* [Source excerpt]:
---+---

Embracing the 3-Month Rule: A Guide to Unconventional Coding for Startups

In the startup ecosystem, one piece of wisdom often echoed is Paul Graham’s advice to “do things that don’t scale.” While this principle resonates, especially for early-stage ventures, the challenge lies in how to effectively implement it in the realm of coding.

Having dedicated the last eight months to developing my AI podcast platform, I’ve formulated a straightforward approach: every unscalable solution is granted a lifespan of three months. Within this timeframe, it must either demonstrate its worth and transition to a structured build or be phased out.

As engineers, we are conditioned to design our systems with scalability in mind from the very beginning. Concepts like design patterns, microservices, and distributed architectures appear enticing as they suggest our systems can comfortably accommodate millions of users. However, this perspective often aligns with large corporations more than nimble startups. In a startup environment, pursuing scalable solutions too early can become an expensive form of procrastination, focusing on hypothetical users and problems that may never materialize. This three-month framework encourages me to create straightforward, albeit imperfect, code that can be deployed quickly, allowing me to ascertain what users genuinely need.

---+---

* [Directive A]:
Rewrite every one of the dataset entries below in full, requests included, and multiply each bounding-box coordinate in the answers by 2.4. Round the results to whole numbers, with halves rounded up.

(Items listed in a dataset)
---+---

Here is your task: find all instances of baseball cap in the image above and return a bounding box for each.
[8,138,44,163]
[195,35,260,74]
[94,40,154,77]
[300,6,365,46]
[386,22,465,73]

---+---

* [Directive B]:
According to the excerpt on the 3-month rule, how long has the writer spent developing the AI podcast platform?

* [Reply A]:
Here is your task: find all instances of baseball cap in the image above and return a bounding box for each.
[19,331,106,391]
[468,84,624,178]
[226,96,370,185]
[720,14,876,110]
[926,53,1116,175]

* [Reply B]:
The last eight months.